--- begin Page text ---
How to “crunch” your data stored in HDFS?

le 27/10/2010 par Olivier Mallassi

HDFS stores huge amount of data but storing it is worthless if you cannot analyse it and obtain information.

Option #1 : Hadoop : the Map/Reduce engine

Hadoop Overview

Hadoop is a Map/Reduce framework that works on HDFS or on HBase. The main idea is to decompose a job into several and identical tasks that can be executed closer to the data (on the DataNode). In addition, each task is parallelized : the Map phase. Then all these intermediate results are merged into one result : the Reduce phase.

In Hadoop, The JobTracker (a java process) is responsible for monitoring the job, managing the Map/Reduce phase, managing the retries in case of errors. The TaskTrackers (Java process) are running on the different DataNodes. Each TaskTracker executes the tasks of the job on the locally stored data.

Hadoop also provides tools to supervise current jobs and hadoop engine (http://localhost:50030/jobtracker.jsp).
--- end Page text ---
--- begin Record list ---
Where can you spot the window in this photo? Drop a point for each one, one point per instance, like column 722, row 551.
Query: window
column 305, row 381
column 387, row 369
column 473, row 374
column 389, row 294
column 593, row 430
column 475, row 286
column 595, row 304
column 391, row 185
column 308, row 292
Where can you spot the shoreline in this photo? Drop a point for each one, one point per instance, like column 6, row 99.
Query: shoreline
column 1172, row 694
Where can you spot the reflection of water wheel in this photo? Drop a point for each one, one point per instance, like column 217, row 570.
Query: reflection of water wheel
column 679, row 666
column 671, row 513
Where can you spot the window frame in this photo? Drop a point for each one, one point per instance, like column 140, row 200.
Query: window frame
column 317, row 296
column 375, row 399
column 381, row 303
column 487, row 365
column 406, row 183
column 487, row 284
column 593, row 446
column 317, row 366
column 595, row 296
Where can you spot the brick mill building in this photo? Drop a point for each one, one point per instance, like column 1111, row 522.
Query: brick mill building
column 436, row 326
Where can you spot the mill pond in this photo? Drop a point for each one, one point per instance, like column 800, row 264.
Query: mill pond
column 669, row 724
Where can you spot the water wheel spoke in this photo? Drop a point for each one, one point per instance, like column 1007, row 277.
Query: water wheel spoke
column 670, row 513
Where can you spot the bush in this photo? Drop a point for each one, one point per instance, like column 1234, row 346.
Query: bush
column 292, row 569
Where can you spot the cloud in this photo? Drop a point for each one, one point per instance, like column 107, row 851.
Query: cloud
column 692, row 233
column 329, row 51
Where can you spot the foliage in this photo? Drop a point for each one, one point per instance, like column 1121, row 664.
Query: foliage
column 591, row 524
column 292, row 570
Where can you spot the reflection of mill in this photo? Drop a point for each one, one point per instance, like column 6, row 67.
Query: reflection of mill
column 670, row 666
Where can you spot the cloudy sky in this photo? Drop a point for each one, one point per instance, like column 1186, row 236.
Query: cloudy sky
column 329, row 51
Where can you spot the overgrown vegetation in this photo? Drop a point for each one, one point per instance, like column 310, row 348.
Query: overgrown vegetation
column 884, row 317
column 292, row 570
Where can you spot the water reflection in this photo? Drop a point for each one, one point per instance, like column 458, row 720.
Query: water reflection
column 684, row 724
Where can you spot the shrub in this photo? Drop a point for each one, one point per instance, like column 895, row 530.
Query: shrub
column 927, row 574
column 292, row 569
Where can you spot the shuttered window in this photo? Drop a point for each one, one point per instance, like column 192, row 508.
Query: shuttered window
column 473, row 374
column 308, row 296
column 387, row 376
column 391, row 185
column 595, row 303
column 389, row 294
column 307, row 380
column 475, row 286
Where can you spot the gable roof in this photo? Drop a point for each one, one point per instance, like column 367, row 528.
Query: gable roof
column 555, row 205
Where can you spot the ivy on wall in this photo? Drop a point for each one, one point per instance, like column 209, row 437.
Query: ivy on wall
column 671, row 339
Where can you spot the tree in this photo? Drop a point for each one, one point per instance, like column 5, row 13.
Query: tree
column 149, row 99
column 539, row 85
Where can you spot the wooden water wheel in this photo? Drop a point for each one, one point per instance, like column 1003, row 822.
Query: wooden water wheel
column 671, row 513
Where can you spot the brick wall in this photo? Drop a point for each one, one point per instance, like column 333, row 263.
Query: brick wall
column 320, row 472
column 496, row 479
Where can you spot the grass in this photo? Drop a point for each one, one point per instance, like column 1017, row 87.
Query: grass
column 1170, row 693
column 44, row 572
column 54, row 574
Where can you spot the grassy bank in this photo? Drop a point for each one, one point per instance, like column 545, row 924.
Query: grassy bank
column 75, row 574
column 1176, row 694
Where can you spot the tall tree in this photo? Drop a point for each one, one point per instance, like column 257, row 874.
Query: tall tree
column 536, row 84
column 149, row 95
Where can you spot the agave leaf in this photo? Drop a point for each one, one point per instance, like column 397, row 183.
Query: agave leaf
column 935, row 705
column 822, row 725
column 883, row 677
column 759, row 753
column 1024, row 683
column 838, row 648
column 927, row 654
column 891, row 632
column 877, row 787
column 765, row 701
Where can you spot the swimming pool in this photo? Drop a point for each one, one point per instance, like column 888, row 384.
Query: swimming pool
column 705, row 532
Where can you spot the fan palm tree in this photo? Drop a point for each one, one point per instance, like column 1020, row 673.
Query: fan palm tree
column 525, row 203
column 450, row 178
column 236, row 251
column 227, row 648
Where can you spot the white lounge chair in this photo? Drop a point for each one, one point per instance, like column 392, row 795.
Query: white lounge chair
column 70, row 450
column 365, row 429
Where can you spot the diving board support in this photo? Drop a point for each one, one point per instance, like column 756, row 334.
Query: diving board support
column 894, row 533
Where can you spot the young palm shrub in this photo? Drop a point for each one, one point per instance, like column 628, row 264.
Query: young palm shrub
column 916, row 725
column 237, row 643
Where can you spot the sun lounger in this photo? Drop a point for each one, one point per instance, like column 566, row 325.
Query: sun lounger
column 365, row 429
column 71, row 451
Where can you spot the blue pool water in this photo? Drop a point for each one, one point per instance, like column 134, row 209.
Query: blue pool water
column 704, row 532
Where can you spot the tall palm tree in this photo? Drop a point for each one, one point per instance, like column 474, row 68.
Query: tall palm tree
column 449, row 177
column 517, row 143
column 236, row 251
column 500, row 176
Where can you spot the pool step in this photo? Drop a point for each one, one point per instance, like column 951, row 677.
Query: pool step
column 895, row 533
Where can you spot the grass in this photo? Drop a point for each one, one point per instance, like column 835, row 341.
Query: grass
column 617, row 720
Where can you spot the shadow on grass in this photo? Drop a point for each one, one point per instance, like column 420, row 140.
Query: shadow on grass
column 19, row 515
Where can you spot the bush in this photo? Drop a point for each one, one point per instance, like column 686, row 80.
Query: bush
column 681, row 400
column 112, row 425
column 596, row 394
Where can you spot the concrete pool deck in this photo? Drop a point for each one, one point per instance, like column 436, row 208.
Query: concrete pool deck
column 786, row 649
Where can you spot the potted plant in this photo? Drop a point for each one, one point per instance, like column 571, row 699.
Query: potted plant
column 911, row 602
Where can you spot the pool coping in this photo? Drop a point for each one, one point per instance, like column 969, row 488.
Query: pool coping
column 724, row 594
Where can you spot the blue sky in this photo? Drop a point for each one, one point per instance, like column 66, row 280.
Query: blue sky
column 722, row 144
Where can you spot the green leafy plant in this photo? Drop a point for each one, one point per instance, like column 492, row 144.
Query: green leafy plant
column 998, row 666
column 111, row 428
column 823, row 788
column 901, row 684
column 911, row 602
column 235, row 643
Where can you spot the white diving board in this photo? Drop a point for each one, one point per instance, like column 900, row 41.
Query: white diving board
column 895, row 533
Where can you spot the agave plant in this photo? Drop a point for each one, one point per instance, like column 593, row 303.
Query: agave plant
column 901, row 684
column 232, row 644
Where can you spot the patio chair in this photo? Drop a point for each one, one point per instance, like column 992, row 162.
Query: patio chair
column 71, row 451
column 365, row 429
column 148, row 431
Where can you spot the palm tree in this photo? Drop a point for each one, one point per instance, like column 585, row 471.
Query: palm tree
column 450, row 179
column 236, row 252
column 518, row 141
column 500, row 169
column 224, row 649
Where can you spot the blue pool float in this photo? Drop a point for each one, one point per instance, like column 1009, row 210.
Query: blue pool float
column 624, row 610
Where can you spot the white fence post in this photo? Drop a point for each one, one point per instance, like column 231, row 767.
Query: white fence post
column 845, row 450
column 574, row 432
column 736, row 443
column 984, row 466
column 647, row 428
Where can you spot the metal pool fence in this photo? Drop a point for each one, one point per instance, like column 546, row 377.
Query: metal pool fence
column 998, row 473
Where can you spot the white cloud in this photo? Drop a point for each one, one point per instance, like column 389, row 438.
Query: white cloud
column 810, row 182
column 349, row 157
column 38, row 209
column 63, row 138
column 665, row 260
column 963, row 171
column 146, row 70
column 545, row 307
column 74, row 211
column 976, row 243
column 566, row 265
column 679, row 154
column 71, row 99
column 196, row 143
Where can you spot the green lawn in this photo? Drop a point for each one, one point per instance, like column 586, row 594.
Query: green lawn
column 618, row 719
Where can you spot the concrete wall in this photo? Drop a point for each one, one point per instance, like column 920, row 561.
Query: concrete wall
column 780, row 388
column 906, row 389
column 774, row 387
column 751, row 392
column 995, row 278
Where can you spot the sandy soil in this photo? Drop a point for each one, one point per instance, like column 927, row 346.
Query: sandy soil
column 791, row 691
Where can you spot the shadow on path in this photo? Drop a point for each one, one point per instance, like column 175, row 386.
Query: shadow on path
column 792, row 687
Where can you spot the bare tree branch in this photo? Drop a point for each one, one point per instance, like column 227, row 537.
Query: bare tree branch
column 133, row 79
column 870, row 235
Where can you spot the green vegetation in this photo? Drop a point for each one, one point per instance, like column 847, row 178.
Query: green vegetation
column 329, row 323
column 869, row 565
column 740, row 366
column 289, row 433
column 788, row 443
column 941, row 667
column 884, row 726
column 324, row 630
--- end Record list ---
Reproduce the passage of the HDFS article from "HDFS stores huge" up to and including "locally stored data.".

HDFS stores huge amount of data but storing it is worthless if you cannot analyse it and obtain information.

Option #1 : Hadoop : the Map/Reduce engine

Hadoop Overview

Hadoop is a Map/Reduce framework that works on HDFS or on HBase. The main idea is to decompose a job into several and identical tasks that can be executed closer to the data (on the DataNode). In addition, each task is parallelized : the Map phase. Then all these intermediate results are merged into one result : the Reduce phase.

In Hadoop, The JobTracker (a java process) is responsible for monitoring the job, managing the Map/Reduce phase, managing the retries in case of errors. The TaskTrackers (Java process) are running on the different DataNodes. Each TaskTracker executes the tasks of the job on the locally stored data.